● **Task statement**
Word for word, transcribe the lines from the one containing "Objective — one marker per instance of the small" through the end of the entries, both included, and nothing else.

## START

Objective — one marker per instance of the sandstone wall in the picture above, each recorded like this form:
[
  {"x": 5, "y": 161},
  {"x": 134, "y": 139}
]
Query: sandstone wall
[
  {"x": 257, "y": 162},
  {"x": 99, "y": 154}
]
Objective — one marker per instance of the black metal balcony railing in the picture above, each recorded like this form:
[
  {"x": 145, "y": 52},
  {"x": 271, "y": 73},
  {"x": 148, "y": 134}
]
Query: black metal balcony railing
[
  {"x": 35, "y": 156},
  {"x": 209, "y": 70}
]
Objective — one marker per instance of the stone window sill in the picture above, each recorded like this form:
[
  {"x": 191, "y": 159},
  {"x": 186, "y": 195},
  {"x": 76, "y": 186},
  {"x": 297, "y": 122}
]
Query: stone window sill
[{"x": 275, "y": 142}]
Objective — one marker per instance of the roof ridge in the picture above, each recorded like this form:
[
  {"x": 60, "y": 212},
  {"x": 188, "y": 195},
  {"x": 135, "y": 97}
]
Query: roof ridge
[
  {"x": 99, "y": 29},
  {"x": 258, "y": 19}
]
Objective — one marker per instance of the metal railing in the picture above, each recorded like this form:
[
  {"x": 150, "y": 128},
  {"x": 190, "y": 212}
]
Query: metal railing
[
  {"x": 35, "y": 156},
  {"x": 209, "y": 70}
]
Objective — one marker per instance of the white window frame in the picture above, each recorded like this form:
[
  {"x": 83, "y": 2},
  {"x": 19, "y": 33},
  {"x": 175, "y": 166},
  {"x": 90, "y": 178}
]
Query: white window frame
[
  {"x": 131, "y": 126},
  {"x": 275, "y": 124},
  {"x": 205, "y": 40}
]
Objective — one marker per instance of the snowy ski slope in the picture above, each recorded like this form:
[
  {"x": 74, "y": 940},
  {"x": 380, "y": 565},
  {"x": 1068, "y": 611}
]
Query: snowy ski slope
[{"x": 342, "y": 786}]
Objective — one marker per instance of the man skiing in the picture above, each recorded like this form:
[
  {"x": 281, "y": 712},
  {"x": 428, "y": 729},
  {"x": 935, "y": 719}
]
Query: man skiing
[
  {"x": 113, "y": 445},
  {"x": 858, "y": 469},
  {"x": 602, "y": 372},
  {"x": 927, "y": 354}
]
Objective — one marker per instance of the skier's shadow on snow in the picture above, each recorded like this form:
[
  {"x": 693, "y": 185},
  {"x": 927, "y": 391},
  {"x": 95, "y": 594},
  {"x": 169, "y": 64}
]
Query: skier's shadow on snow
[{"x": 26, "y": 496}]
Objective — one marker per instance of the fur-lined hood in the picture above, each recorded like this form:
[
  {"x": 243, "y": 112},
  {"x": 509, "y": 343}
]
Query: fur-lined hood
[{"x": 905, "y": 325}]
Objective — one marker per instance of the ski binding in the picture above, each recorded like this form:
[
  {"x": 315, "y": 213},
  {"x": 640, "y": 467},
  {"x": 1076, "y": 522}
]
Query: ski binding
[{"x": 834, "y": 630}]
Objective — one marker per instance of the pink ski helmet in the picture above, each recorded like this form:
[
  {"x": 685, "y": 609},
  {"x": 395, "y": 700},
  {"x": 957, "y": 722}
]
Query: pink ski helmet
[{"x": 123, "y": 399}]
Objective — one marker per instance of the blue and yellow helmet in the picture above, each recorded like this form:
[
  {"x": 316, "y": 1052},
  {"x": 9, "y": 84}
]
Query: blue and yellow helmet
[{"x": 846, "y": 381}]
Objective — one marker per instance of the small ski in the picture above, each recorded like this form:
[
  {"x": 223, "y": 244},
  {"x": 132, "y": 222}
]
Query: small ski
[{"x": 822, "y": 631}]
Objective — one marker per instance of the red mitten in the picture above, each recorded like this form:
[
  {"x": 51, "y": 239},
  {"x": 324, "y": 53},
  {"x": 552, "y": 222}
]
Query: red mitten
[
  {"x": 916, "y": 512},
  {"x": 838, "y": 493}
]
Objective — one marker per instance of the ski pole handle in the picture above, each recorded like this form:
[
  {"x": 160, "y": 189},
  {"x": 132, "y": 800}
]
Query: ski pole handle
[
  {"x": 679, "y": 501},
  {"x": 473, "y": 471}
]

## END

● **Final result**
Objective — one marker per instance of the small ski in the picture above, each recorded like this form:
[
  {"x": 223, "y": 244},
  {"x": 132, "y": 222}
]
Query: small ski
[{"x": 822, "y": 631}]
Objective — one marker per instance of the red mitten in the picture above, each recorded like this form:
[
  {"x": 51, "y": 239},
  {"x": 324, "y": 53},
  {"x": 552, "y": 222}
]
Query: red mitten
[
  {"x": 916, "y": 512},
  {"x": 838, "y": 493}
]
Objective — one marker per instance of the ski pole handle in the picture above, each recorded like this form:
[
  {"x": 160, "y": 189},
  {"x": 132, "y": 800}
]
Query: ski pole handle
[
  {"x": 679, "y": 501},
  {"x": 473, "y": 471}
]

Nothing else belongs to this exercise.